╔══

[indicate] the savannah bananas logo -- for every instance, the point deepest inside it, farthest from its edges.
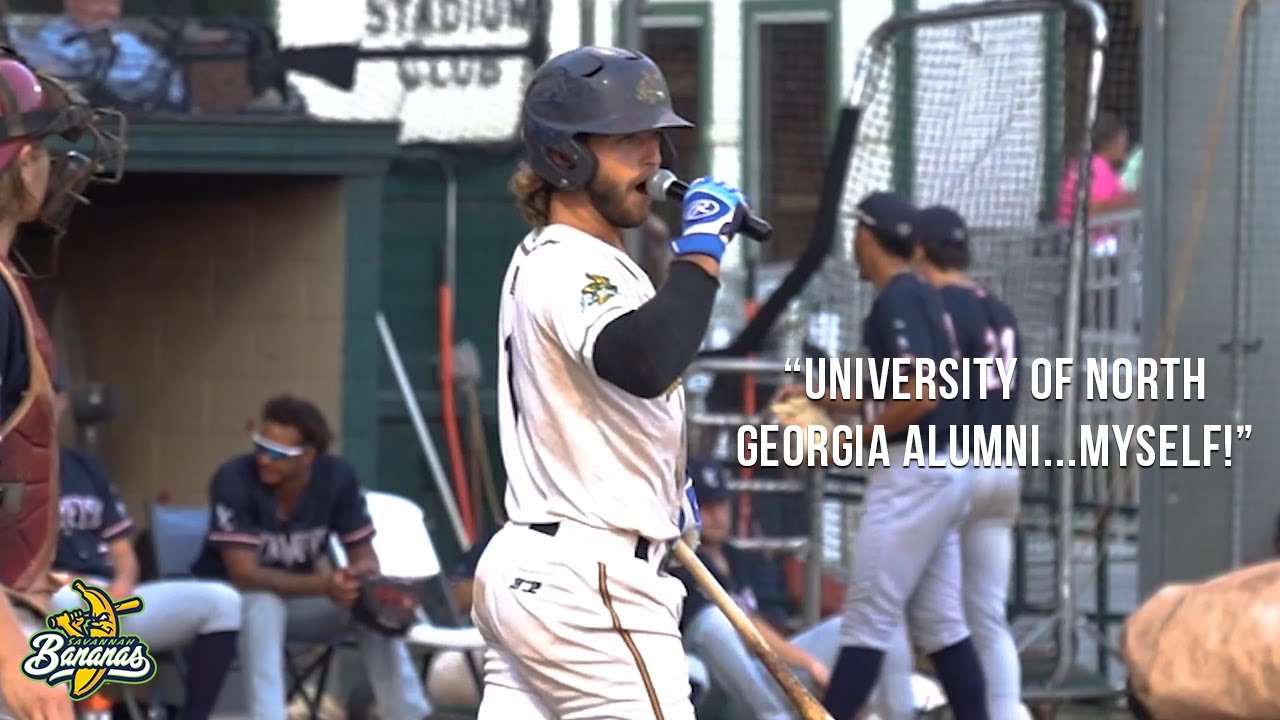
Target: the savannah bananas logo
(85, 647)
(599, 291)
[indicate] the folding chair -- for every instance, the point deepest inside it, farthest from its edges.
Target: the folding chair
(405, 550)
(177, 537)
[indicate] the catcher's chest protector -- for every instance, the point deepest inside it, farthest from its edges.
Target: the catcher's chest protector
(28, 460)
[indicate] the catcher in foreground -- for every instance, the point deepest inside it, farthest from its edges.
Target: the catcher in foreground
(39, 190)
(272, 513)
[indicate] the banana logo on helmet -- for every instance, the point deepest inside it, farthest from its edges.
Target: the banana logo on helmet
(83, 647)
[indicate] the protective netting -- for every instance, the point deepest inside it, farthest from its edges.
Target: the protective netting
(969, 114)
(438, 91)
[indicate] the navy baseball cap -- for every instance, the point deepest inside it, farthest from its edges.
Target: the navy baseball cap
(940, 226)
(890, 217)
(711, 479)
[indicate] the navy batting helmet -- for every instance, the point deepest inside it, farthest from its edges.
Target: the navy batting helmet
(592, 91)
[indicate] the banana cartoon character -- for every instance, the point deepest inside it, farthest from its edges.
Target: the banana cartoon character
(101, 620)
(598, 291)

╚══

REQUIREMENTS: Can you turn every line of the entries above into a Markdown table with the columns "Row" and "Entry line", skipping blank lines and leaving the pictures out?

THE ANSWER:
| Row | Entry line |
|---|---|
| 1 | [indicate] the savannah bananas logo -- for every instance, the point deepest inside it, farthest from its edges. |
| 2 | Target: the savannah bananas logo |
| 3 | (85, 647) |
| 4 | (599, 291) |
| 5 | [indicate] the folding chair -- for every instance, the point deepest inside it, farthest from its edges. |
| 6 | Target: the folding chair |
| 7 | (405, 550) |
| 8 | (177, 537) |
| 9 | [indicate] the catcher's chest protector -- for every instance, the point deepest inside it, farthest from its edges. |
| 10 | Target: the catcher's chest protector |
| 11 | (28, 460) |
| 12 | [indicate] the catcher in foreground -- for every instance, the point deepest inside it, farthest from its edges. |
| 13 | Target: the catcher in foreground |
| 14 | (39, 190) |
| 15 | (272, 513) |
| 16 | [indicate] the banana logo on helmet -- for every instance, the point deepest inside it, farthest from its edges. |
| 17 | Target: the banana logo on helmet |
| 18 | (83, 647) |
| 19 | [indicate] the protective netting -- for every instance, the point deepest inside it, farthest from its edges. |
| 20 | Target: the protective netting |
| 21 | (969, 114) |
| 22 | (438, 91) |
| 23 | [indicate] the navy baseball cap -- for every instance, the point deepest inside it, farthest from its edges. |
| 24 | Target: the navy baseball cap |
| 25 | (940, 226) |
| 26 | (890, 217) |
| 27 | (711, 479) |
| 28 | [indicate] the navy batting helmet -- for every instance, the point deepest inside it, farthest from its edges. |
| 29 | Target: the navy batting helmet |
| 30 | (592, 91) |
| 31 | [indicate] the banana cartoon character -- for every instance, the point deepest inside it, farthest from its edges. |
| 32 | Target: the banana cartoon character |
| 33 | (101, 620) |
| 34 | (598, 291) |